_Your objective_
Below are some records; return each one exactly as written.

(Natural-language object grounding data)

'''

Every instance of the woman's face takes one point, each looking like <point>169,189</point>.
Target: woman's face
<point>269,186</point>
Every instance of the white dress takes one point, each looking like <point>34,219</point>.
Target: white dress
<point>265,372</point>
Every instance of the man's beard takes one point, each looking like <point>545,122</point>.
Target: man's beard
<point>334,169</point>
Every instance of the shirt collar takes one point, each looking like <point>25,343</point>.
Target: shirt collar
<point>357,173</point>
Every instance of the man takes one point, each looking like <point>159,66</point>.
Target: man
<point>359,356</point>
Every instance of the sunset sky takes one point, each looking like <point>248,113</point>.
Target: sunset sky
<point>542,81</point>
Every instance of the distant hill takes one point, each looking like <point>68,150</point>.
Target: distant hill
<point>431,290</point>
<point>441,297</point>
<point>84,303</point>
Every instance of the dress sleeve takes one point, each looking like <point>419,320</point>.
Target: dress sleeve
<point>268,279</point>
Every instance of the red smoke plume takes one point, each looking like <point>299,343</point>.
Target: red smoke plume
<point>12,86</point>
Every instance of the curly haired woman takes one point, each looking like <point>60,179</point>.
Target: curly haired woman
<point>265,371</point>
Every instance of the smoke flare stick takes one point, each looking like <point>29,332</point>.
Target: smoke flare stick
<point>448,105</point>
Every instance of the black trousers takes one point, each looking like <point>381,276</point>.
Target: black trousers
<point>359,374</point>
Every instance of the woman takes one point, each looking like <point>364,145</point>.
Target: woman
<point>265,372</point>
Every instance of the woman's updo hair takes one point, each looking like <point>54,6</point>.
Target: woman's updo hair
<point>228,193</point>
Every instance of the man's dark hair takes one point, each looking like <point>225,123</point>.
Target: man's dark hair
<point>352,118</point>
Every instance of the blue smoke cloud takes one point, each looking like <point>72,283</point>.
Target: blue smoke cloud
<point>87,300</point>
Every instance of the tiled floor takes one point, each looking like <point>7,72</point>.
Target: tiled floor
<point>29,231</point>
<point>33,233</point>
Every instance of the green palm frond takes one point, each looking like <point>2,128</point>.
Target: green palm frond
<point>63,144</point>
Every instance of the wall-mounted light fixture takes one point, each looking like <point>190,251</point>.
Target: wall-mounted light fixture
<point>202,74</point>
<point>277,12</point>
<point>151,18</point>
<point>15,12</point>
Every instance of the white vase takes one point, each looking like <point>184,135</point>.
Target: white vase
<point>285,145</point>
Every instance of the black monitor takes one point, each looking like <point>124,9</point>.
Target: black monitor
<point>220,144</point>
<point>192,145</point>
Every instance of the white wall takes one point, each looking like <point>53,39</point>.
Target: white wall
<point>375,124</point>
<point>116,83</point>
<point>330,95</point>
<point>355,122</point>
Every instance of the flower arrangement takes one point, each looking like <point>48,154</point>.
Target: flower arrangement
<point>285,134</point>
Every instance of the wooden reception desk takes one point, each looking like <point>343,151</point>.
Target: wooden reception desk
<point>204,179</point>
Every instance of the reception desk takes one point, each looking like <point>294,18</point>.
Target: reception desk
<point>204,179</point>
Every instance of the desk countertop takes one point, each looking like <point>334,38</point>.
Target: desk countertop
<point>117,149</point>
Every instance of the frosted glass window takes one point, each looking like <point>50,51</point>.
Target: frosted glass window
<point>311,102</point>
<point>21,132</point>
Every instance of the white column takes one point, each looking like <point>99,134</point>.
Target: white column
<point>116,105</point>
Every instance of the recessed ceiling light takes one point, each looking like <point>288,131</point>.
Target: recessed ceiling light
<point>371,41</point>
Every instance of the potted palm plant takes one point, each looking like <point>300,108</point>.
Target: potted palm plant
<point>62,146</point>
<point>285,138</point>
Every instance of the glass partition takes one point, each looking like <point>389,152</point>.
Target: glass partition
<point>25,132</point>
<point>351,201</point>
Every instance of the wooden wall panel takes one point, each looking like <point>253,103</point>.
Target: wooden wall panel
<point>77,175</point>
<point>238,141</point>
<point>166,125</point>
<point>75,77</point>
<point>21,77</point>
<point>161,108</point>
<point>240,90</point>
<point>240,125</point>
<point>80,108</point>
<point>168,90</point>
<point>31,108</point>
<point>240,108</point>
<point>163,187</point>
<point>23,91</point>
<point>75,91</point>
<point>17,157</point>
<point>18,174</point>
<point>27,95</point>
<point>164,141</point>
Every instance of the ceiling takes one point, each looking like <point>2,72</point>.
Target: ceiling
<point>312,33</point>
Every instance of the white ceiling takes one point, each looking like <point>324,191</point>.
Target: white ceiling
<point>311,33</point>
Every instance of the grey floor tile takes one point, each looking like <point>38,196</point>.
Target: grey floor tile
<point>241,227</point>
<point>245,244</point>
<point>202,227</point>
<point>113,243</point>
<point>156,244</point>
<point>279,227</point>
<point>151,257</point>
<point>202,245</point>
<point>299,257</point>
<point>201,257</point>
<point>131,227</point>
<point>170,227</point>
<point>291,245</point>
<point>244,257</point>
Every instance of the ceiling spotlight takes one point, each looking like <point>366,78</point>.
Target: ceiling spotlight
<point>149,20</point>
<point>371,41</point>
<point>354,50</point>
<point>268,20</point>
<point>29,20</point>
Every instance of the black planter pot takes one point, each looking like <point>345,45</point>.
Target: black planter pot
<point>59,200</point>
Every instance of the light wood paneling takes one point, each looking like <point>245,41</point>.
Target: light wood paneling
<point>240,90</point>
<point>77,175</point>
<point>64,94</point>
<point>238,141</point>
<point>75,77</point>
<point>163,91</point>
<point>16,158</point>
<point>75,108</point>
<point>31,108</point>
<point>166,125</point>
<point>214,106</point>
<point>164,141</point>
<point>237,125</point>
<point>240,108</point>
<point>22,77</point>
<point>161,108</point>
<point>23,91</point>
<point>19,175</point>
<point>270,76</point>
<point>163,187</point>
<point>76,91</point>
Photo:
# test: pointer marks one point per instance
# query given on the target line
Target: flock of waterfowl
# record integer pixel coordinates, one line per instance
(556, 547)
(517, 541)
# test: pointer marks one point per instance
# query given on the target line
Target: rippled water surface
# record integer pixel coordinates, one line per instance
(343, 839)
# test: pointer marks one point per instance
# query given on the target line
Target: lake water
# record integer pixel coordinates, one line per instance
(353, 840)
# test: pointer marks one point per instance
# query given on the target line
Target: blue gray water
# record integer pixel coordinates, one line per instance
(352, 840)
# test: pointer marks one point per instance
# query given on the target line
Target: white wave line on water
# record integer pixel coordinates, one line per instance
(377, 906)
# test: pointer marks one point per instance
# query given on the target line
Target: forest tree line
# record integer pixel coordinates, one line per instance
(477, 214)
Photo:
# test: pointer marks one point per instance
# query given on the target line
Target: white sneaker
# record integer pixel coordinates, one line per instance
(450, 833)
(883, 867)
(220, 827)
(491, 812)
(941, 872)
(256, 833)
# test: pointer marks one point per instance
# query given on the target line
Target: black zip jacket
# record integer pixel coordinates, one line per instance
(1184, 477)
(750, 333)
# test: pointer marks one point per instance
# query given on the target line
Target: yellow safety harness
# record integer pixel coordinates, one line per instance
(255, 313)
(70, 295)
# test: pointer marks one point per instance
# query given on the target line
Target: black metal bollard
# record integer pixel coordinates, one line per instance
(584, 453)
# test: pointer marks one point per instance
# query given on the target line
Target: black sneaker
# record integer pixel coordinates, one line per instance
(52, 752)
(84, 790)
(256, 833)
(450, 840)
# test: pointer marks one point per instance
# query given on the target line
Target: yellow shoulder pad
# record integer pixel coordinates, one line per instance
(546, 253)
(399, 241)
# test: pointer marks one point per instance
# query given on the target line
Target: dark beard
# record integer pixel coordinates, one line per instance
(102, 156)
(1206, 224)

'''

_Reply_
Every instance of the woman's face takes one point, each looking like <point>169,189</point>.
Target: woman's face
<point>269,186</point>
Every instance of the white dress takes one point, each looking like <point>34,219</point>.
Target: white dress
<point>265,372</point>
Every instance of the man's beard takes one point, each looking like <point>545,122</point>.
Target: man's beard
<point>334,169</point>
Every instance of the shirt collar takes one point, each looking like <point>25,343</point>.
Target: shirt collar
<point>357,173</point>
Every instance of the man takes one point, each looking like <point>159,66</point>.
Target: man
<point>359,356</point>
Every instance of the sunset sky takes one point, each looking like <point>248,113</point>.
Target: sunset sky
<point>542,81</point>
Every instance of the distant hill takes one point, each looking like <point>68,150</point>.
Target: distant hill
<point>431,290</point>
<point>441,297</point>
<point>84,303</point>
Every instance of the dress sleeve takes one point, each looking like <point>419,320</point>.
Target: dress sleeve
<point>268,279</point>
Every instance of the red smoke plume takes one point, each looking like <point>299,343</point>.
Target: red smoke plume
<point>12,86</point>
Every instance of the curly haired woman takes one point, each looking like <point>60,179</point>.
Target: curly haired woman
<point>265,371</point>
Every instance of the smoke flare stick takes one point, each looking like <point>29,332</point>.
Target: smoke flare stick
<point>448,105</point>
Every instance of the black trousers takes one point, each looking like <point>381,276</point>.
Target: black trousers
<point>359,374</point>
Every instance of the woman takes one point, each looking like <point>364,145</point>.
Target: woman
<point>265,372</point>
Every instance of the woman's updo hair takes one point, each looking like <point>54,6</point>.
Target: woman's updo hair
<point>228,193</point>
Every instance of the man's dark hair takes one point, each looking like <point>225,123</point>.
Target: man's dark hair
<point>352,118</point>
Every instance of the blue smoke cloud takes one point, each looking like <point>72,283</point>.
Target: blue smoke cloud
<point>87,300</point>
Every instance of the tiled floor takes one point, each looking like <point>7,72</point>.
Target: tiled floor
<point>29,231</point>
<point>33,233</point>
Every instance of the green palm frond takes one point, each looking like <point>2,128</point>.
Target: green palm frond
<point>63,144</point>
Every instance of the wall-mounted light fixture takes one point, each looking like <point>190,251</point>.
Target: wall-mounted light fixture
<point>202,74</point>
<point>277,12</point>
<point>151,18</point>
<point>15,12</point>
Every instance of the white vase takes one point, each looking like <point>184,135</point>.
Target: white vase
<point>285,145</point>
Every instance of the black monitor takes one point, each looking like <point>124,9</point>.
Target: black monitor
<point>220,144</point>
<point>192,145</point>
Every instance of the white wall takes one point, each looking like <point>53,39</point>.
Target: white wall
<point>375,124</point>
<point>116,83</point>
<point>330,95</point>
<point>355,122</point>
Every instance of the flower arrangement takes one point, each looking like <point>48,154</point>.
Target: flower arrangement
<point>285,134</point>
Every instance of the wooden reception desk takes one point, each looking like <point>343,151</point>.
Target: wooden reception desk
<point>204,179</point>
Every instance of the reception desk takes one point, each looking like <point>294,18</point>.
Target: reception desk
<point>204,179</point>
Every instance of the desk countertop takes one point, each looking like <point>334,38</point>.
Target: desk countertop
<point>117,149</point>
Every instance of the frosted glass window takes one point, each looking like <point>50,51</point>.
Target: frosted glass window
<point>311,102</point>
<point>21,132</point>
Every instance of the white column takes one point, each looking like <point>99,134</point>.
Target: white column
<point>116,105</point>
Every instance of the recessed ceiling light takes one point, each looking like <point>288,131</point>.
Target: recessed ceiling light
<point>371,41</point>
Every instance of the potted palm plant takes one point, each looking like <point>300,108</point>.
Target: potted palm plant
<point>62,146</point>
<point>285,138</point>
Every instance of the glass partition takes one point, each looking like <point>389,152</point>.
Target: glass partition
<point>25,132</point>
<point>351,201</point>
Every instance of the wooden wall panel takes one point, each looking like <point>253,103</point>.
Target: wooden wall panel
<point>77,175</point>
<point>238,141</point>
<point>166,125</point>
<point>75,77</point>
<point>21,77</point>
<point>161,108</point>
<point>240,90</point>
<point>240,125</point>
<point>80,108</point>
<point>168,90</point>
<point>31,108</point>
<point>240,108</point>
<point>163,187</point>
<point>23,91</point>
<point>75,91</point>
<point>17,157</point>
<point>18,174</point>
<point>27,95</point>
<point>164,141</point>
Every instance of the ceiling takes one point, each looking like <point>2,72</point>.
Target: ceiling
<point>312,33</point>
Every instance of the white ceiling takes one point, each looking like <point>324,191</point>.
Target: white ceiling
<point>311,33</point>
Every instance of the grey floor tile takes one point, each looking like <point>38,196</point>.
Target: grey floor tile
<point>241,227</point>
<point>245,244</point>
<point>202,227</point>
<point>113,243</point>
<point>156,244</point>
<point>279,227</point>
<point>151,257</point>
<point>202,245</point>
<point>299,257</point>
<point>201,257</point>
<point>131,227</point>
<point>170,227</point>
<point>291,245</point>
<point>244,257</point>
Every instance of the ceiling spotlight takes one point, each looking like <point>366,78</point>.
Target: ceiling spotlight
<point>149,20</point>
<point>371,41</point>
<point>354,50</point>
<point>268,20</point>
<point>29,20</point>
Every instance of the black planter pot takes one point, each looking like <point>345,45</point>.
Target: black planter pot
<point>59,200</point>
Every instance of the light wood paneling takes one point, each looking like <point>245,41</point>.
Target: light wood paneling
<point>240,90</point>
<point>77,175</point>
<point>64,94</point>
<point>238,141</point>
<point>75,77</point>
<point>163,91</point>
<point>16,158</point>
<point>75,108</point>
<point>31,108</point>
<point>166,125</point>
<point>214,106</point>
<point>164,141</point>
<point>237,125</point>
<point>240,108</point>
<point>22,77</point>
<point>161,108</point>
<point>23,91</point>
<point>19,175</point>
<point>270,76</point>
<point>163,187</point>
<point>76,91</point>
Photo:
# test: pointer marks one point per instance
# query given on the target line
Target: flock of waterfowl
# record integer pixel coordinates, one line per instance
(556, 547)
(517, 541)
# test: pointer marks one point per instance
# query given on the target line
Target: rippled water surface
# record integer pixel coordinates, one line per instance
(343, 839)
# test: pointer marks one point per instance
# query given on the target line
Target: lake water
# record integer pixel coordinates, one line per instance
(353, 840)
# test: pointer marks one point per instance
# query given on the target line
Target: blue gray water
# record integer pixel coordinates, one line per instance
(352, 840)
# test: pointer marks one point per instance
# query given on the target line
Target: white wave line on water
# record integer pixel coordinates, one line per instance
(377, 906)
# test: pointer marks one point per instance
# query given on the target line
Target: forest tree line
# record integer pixel coordinates, one line per instance
(477, 214)
Photo:
# test: pointer marks one point per instance
# query given on the target line
Target: white sneaker
# record integer pixel coordinates, one line per instance
(450, 833)
(883, 867)
(220, 827)
(491, 812)
(941, 872)
(256, 833)
# test: pointer marks one point per instance
# query given on the target line
Target: black zip jacket
# record integer pixel coordinates, one line per instance
(1184, 477)
(750, 333)
# test: pointer marks one point per instance
# query given on the target line
Target: yellow safety harness
# record integer pixel coordinates, one line per instance
(255, 313)
(70, 295)
# test: pointer marks one point per instance
# query given on the target line
Target: black metal bollard
# record integer pixel coordinates, one line per instance
(584, 453)
# test: pointer marks one point per instance
# query given on the target line
Target: black sneaker
# record integer pixel coordinates, one line per instance
(52, 752)
(84, 790)
(256, 833)
(450, 840)
# test: pointer marks one point per instance
# query given on the target line
Target: yellow shoulder pad
# record integer pixel coordinates, one line per instance
(546, 253)
(399, 241)
# test: pointer marks one point per instance
# query given on the target line
Target: dark beard
# record integer pixel coordinates, one line per instance
(102, 156)
(1206, 224)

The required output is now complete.